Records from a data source
"""
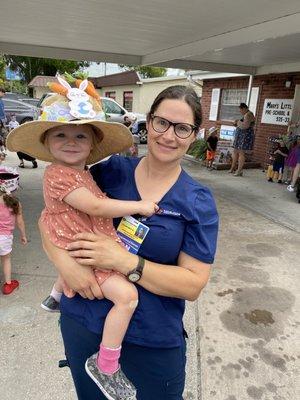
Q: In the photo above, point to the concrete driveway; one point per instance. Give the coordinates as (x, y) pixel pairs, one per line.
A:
(244, 329)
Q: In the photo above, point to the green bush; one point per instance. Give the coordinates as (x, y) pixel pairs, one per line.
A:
(198, 149)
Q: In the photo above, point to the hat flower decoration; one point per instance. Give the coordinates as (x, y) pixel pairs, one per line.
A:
(71, 105)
"""
Problem description = The answer must consist of every line above that contains the word "Give".

Solution =
Q: In the photo above, point to the concrete driveway; one point per instance. Give the coordinates as (x, y) pixel pairs, one per line.
Q: In the photo above, point to the green bush; one point per instance. Give the coordinates as (x, y) pixel pairs, one per line.
Q: In the photo above, point to the hat flower decoration; one point per instance. Give the coordinates as (x, y) pixel pairs, one per line.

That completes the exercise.